→ **Task requirements**
Would you output, exactly as written, the line with "stage lighting fixture." and all lines after it to the end of the data below, and no others?

[Data entries]
------------------------
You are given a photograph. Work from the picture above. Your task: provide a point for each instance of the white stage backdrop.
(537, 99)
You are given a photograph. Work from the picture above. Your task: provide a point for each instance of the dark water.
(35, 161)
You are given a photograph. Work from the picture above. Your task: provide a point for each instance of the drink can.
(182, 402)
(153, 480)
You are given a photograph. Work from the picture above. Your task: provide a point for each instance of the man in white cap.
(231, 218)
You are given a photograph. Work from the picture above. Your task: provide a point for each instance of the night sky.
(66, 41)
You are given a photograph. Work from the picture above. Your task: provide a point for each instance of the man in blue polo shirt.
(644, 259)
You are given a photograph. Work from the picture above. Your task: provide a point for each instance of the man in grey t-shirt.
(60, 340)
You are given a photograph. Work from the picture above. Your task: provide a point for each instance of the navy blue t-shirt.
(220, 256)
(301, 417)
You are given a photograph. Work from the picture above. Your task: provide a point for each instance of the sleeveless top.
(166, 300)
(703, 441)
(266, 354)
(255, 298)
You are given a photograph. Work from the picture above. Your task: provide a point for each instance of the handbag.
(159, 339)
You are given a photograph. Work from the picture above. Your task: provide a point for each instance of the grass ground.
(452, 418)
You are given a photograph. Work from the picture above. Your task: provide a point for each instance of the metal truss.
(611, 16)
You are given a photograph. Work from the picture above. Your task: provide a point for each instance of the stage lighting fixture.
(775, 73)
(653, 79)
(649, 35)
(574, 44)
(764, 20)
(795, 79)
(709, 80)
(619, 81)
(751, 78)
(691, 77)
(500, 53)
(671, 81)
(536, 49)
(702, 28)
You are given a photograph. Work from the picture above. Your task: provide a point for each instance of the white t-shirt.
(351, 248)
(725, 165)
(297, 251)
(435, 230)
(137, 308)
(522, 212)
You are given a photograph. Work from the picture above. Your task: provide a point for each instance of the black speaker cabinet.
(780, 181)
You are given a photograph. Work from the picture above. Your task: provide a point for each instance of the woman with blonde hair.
------------------------
→ **Response to this exercise**
You are given a photograph. Work from the picture above. Your task: provide a point for each instance of the stage lighting fixture.
(775, 73)
(653, 79)
(649, 35)
(574, 44)
(764, 20)
(795, 79)
(709, 80)
(619, 81)
(751, 78)
(691, 77)
(500, 53)
(671, 81)
(536, 49)
(702, 28)
You are given a photograph. Work from the picture above. Your task: provide a point for each instance of the white t-shirt.
(351, 248)
(725, 165)
(297, 251)
(435, 230)
(137, 308)
(522, 212)
You are given a photograph. Work from the picture above. Your task: provide a point for each instance of the black speaker cabinet.
(780, 181)
You are given a photograph. Work from the picture above. Your task: provide a point for each instance of the woman with blonde hair.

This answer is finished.